- THE DATA -
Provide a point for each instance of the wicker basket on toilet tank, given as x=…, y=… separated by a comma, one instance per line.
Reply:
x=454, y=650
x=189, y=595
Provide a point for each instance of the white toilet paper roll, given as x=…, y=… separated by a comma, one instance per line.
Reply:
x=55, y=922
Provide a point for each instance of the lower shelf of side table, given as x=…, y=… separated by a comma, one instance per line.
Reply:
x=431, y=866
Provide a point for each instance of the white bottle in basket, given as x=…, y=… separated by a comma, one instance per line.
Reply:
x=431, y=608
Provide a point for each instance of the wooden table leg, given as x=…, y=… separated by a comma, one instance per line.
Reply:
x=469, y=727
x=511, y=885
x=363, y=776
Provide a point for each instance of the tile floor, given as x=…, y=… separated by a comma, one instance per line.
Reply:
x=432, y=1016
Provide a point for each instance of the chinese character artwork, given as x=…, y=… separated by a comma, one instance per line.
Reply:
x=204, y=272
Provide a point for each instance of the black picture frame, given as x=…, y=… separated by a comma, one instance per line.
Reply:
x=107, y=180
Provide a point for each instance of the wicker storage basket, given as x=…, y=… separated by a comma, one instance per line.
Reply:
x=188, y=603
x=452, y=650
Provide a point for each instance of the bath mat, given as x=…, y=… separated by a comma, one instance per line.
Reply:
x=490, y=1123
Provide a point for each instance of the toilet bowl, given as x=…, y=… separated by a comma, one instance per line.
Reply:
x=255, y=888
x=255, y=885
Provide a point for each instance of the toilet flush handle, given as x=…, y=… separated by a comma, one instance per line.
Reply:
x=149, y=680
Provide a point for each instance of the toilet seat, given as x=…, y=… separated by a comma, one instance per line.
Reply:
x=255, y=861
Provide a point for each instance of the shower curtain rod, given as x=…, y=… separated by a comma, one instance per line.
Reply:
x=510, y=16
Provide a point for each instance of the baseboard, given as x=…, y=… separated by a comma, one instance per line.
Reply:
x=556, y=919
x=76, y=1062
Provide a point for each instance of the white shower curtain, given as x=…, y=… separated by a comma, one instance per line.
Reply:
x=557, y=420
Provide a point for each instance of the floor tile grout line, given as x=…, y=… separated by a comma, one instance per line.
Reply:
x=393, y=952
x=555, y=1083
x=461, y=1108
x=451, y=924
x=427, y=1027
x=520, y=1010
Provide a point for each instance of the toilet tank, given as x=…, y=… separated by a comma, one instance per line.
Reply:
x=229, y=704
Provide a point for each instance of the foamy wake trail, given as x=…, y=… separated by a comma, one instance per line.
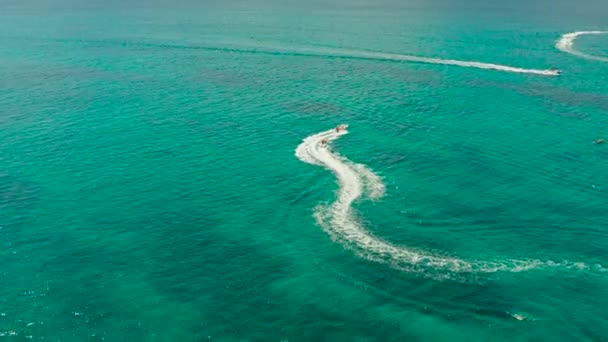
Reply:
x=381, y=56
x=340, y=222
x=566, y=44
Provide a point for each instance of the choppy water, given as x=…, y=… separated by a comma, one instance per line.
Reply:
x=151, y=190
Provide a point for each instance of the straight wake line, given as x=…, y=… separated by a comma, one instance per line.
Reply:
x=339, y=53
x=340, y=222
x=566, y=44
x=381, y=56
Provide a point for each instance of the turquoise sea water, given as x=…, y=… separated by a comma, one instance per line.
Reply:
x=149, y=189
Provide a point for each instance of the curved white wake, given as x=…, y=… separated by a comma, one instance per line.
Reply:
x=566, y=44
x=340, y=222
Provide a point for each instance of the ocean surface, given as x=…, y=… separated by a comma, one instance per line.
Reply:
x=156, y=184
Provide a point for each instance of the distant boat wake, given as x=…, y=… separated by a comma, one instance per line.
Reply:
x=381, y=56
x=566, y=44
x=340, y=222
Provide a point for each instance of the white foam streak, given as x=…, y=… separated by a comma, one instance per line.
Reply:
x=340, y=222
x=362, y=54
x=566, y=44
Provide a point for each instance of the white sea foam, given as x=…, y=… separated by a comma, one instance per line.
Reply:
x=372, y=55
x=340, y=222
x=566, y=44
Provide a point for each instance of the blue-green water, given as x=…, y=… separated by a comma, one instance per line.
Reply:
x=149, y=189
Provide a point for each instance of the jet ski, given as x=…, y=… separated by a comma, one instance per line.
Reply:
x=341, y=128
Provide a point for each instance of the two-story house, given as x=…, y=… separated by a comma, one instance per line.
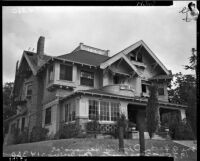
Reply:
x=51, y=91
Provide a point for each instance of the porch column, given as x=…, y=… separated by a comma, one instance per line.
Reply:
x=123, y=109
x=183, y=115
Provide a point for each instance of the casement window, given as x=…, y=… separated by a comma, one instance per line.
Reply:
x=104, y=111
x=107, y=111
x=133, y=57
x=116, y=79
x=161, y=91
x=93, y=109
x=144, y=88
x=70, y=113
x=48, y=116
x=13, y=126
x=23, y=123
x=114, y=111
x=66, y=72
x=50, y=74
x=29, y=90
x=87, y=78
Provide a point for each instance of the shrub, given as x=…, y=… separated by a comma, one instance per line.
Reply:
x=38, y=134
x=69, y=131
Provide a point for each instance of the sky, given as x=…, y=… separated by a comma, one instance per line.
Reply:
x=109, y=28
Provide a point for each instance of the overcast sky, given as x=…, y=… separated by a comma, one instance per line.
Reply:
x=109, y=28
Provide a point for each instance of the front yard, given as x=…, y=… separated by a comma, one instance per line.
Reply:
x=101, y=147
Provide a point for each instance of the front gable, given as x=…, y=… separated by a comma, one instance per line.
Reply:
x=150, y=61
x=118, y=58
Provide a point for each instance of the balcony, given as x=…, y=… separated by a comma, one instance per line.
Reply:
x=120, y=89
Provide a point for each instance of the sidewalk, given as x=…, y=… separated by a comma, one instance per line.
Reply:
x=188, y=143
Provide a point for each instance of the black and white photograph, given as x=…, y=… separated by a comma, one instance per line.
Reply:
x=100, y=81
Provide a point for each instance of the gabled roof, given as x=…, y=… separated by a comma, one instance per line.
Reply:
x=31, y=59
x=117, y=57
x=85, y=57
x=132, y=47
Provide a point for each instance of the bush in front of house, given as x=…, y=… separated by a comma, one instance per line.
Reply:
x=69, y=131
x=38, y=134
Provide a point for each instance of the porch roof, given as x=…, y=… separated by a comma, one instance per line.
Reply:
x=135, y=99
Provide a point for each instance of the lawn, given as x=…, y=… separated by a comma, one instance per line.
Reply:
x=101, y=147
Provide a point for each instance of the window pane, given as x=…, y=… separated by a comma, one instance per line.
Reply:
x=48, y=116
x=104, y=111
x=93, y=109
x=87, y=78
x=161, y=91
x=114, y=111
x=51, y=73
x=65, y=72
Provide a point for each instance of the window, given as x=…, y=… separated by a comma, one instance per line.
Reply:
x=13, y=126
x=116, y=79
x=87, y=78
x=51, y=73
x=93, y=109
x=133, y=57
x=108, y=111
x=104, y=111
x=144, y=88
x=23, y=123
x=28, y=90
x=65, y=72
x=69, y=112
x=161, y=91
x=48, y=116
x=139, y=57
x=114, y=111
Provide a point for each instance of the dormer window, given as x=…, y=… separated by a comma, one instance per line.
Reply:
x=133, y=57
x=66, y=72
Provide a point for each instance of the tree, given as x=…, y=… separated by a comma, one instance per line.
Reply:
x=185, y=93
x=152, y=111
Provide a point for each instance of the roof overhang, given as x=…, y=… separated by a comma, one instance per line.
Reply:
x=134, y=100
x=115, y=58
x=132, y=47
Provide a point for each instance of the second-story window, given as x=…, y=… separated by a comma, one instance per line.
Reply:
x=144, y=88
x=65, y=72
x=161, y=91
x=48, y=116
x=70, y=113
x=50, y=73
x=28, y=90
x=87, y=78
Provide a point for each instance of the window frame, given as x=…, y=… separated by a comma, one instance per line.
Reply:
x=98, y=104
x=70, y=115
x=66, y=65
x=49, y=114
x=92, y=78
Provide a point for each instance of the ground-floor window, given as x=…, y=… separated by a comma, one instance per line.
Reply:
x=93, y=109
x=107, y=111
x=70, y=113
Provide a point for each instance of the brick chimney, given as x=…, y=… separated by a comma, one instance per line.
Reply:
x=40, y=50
---
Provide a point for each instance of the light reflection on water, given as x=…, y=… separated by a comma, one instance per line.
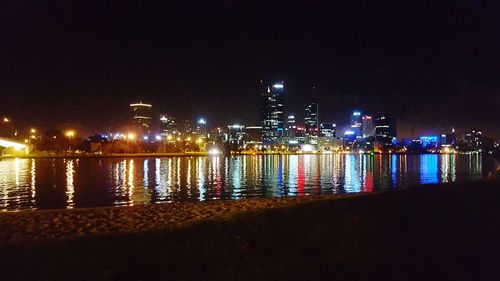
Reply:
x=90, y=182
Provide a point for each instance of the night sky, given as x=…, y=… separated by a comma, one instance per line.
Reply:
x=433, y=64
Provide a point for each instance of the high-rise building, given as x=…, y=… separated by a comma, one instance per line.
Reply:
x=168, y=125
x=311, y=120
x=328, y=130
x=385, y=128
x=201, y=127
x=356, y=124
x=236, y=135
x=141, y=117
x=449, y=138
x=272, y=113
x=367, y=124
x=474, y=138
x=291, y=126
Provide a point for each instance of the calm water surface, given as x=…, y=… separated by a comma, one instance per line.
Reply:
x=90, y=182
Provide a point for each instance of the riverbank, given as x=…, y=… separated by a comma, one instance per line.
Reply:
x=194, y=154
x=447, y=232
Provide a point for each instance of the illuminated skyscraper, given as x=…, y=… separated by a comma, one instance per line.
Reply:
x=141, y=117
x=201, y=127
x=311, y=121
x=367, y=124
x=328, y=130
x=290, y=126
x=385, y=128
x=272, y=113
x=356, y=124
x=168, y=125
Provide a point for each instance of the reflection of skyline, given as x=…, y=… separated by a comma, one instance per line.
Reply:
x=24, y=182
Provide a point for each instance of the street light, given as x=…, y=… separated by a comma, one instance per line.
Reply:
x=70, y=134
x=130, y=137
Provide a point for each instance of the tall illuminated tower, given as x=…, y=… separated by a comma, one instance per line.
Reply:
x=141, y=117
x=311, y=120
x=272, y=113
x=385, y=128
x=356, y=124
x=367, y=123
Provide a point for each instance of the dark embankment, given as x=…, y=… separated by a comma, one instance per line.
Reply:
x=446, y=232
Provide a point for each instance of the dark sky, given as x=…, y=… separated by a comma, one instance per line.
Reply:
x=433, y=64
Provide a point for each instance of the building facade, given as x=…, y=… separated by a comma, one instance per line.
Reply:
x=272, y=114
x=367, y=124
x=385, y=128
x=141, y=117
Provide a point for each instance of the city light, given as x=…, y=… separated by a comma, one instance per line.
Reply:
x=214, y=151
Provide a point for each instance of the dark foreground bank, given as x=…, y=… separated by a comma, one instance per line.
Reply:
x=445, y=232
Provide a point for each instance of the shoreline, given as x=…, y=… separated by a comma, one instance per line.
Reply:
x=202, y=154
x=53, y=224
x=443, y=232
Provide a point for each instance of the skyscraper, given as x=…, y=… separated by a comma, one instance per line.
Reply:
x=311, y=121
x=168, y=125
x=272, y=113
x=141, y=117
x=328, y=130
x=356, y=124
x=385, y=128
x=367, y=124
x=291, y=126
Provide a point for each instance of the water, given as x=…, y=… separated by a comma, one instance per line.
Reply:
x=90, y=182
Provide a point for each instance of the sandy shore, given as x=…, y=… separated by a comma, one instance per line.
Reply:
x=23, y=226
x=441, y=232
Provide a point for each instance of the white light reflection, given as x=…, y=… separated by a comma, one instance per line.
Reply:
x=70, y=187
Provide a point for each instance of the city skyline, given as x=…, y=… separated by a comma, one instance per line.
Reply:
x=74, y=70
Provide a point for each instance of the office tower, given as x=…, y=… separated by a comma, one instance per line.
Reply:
==
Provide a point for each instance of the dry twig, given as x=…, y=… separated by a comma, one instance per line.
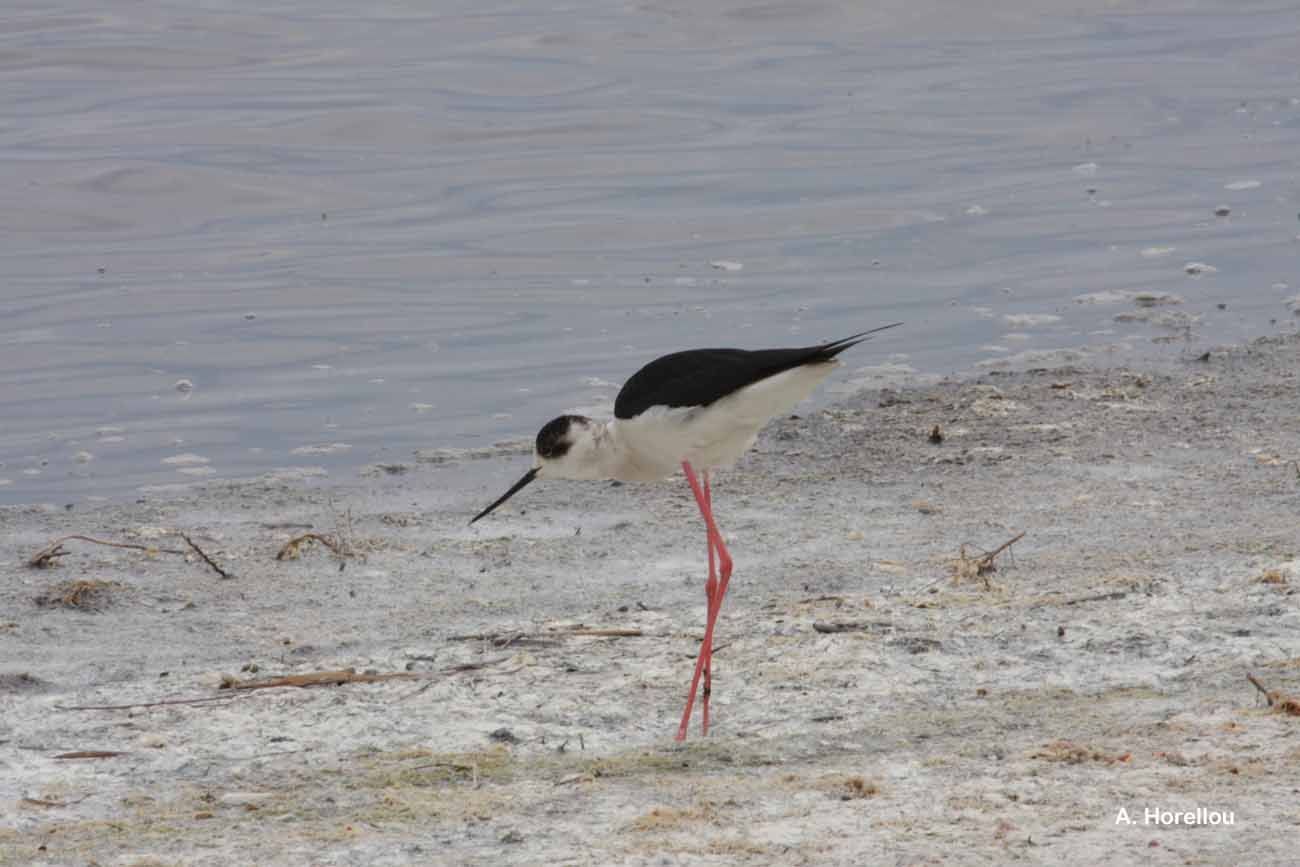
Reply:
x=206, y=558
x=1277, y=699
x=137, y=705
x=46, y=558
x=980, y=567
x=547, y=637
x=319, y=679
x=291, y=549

- WORK INSTRUCTIONS -
Reproduce the material from the line containing "Provide a point for each instance of the curved" through the line containing "x=156, y=184", swapping "Reply" for "Answer" and leaving everything else unchanged.

- EXERCISE SOLUTION -
Provide a point for each instance of the curved white wake, given as x=…, y=… separated by a comma, one instance per line.
Answer:
x=566, y=44
x=340, y=222
Provide a point for each instance of the ocean surface, given as x=…, y=… separated by a comma, one instance per line.
Answer:
x=156, y=184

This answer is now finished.